Список заданий =
a – Как в тексте о жизни и смерти у эрзян называется по-эрзянски загробная жизнь?
b – Выпиши из текста о жизни и смерти у эрзян все эрзянские выражения с переводом, которые идут сразу после слов «эта мера не может быть нарушена».
c – Продолжи текст о жизни и смерти у эрзян с того места, где он заканчивается.
**** Текст для чтения ****
Концептуальная диада ЖИЗНЬ – СМЕРТЬ как компонент концептуальной триады ЖИЗНЬ – СМЕРТЬ – БЕССМЕРТИЕ

В соответствии с религиозным восприятием, жизнь – это праведный путь, деятельность, направленная на постижение мира людей и мира Божьего [22],[23], при этом это путешествие сопряжено с большими трудностями, часто оно полно страданий. В сознании эрзянина физический мир представляется временным. Согласно народным верованиям, каждому человеку отмеряно время земного бытия, и эта мера не может быть нарушена [24, с. 89–91],[25, с. 11–19]: прядызе эрямонть «закончил(а) жизнь»; шказо (сась) «время [его / ее] (пришло / настало)»; пезэ сась «конец [его / ее] пришел»; эрямозо эрявсь «жизнь [его / ее] прожита». Исходя из этого, смерть выступает позитивным явлением, так как избавляет от временного существования на этом свете: Куломась эрьва мезде идетянзат «Смерть от всего спасет»; Кулат – оймат «Умрешь – успокоишься». Она начало новой дороги в вечность, когда душа избавляется от телесной оболочки и устремляется к небесам навстречу покою: тевензэ тейневсть «дела (его/ее) доделаны (букв.: доделались)», оймамс «успокоиться»; венемемс «вытянуться (расслабленно)»: Истямо ладсо прядызе эрямонзо Кошман Ларька атя (К. Абрамов) (Таким образом закончил[свою] жизнь дед Кошман Ларька (Кошманов Илларион)); Весе сюрдонзо-моргонзо невтинзе нужась Катянь тетянстэнь-аванстэнь, ветинзе калмос – оймасть (Ф. Чесноков) (Все свои занозины-сучки показала нужда родителям Кати, довела (их) до кладбища успокоились); Несак веленть? – … пшкадсь сон (Надя) – … тесэ тонь покштят-бабат. Веенст живть, омбонст удыть оно тосо, несак: веленть томбале вирьпулось … Се калмазырь (К. Абрамов) (Видишь село, … сказала она (Надя) … здесь твои бабушки-дедушки. Одни живы, другие спят вон там, видишь: за селом лесок … Это кладбище). Загробная жизнь (тоначи «букв.: тот день») представляется продолжением земной жизни, которая является как бы вступлением в бесконечное существование: Пазось саизе эстензэ «букв.: Бог взял [его / ее] к себе»; туемс тона чив «уйти на тот свет (букв.: в тот день)». В результате переосмысления содержание данных концептов становится следующим: смерть перестает быть пугающей, а жизнь получает еще одну форму своего существования – сверхбытие. Таким образом, явления жизни и смерти становятся членами своеобразной триады: жизнь – смерть – бессмертие. Генетически связанными между собой оказываются три концепта.
**** Исходные данные ****
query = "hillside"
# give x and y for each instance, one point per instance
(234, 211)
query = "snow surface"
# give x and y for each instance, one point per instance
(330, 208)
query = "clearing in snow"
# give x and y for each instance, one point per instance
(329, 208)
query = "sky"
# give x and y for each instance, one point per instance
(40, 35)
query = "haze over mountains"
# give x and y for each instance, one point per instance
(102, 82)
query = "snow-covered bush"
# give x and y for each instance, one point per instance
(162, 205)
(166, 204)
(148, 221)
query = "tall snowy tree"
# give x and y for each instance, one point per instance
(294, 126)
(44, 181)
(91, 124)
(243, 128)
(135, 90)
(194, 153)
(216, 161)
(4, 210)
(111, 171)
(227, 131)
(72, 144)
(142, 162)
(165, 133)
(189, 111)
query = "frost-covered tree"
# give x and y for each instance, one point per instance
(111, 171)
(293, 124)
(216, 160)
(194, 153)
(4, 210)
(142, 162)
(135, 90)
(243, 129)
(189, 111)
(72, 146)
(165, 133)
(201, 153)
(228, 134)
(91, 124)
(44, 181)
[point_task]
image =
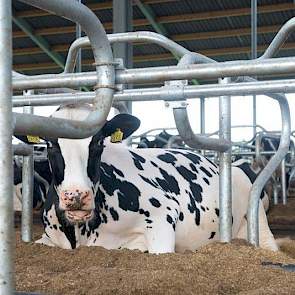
****
Ответы по порядку =
a – Тоначи (букв.: «тот день»).

b – прядызе эрямонть «закончил(а) жизнь»; шказо (сась) «время [его / ее] (пришло / настало)»; пезэ сась «конец [его / ее] пришел»; эрямозо эрявсь «жизнь [его / ее] прожита»

c –
Заключение

Резюмируя вышеизложенное, отметим, что концептуальная диада ЖИЗНЬ – СМЕРТЬ, относящаяся к базовым концептам и репрезентирующая проблемы самосознания личности и ее места в обществе, в эрзянском языке имеет универсальные и специфические признаки, обусловленные языковой и культурной традициями мордовского народа, спецификой его мышления, принципами кодирования информации. Особенностью данной концептуальной диады является ее метафорическое представление.

References
1. Askol'dov-Alekseev S. A. Kontsept i slovo // Russkaya rech'. Novaya seriya. – L., 1928. – S. 28–44.
2. Karasik V. I. Yazykovoi krug: lichnost', kontsepty, diskurs. – M.: Gnozis, 2004. – 389 s.
3. Vezhbitskaya A. Yazyk. Kul'tura. Poznanie. – M.: Russkie slovari, 1996. – 416 s.
4. Vorkachev S. G. Kontsept schast'ya: ponyatiinyi i obraznyi komponenty // IAN SLYa. – 2001. – T. 60. –№ 6. – S. 47–58.
5. Baidak A. V. Lingvokul'turnaya reprezentatsiya sel'kupskoi diady «zhizn'-smert'»: avtoref. dis. … d-ra filol. nauk. – Tomsk, 2011. – 46 s.
6. Vardanyan L. V. Etnokul'turnyi kontsept DUShA v angliiskoi, russkoi i erzyanskoi yazykovykh kartinakh mira: dis. … kand. filol. nauk. – M., 2007. – 147 s.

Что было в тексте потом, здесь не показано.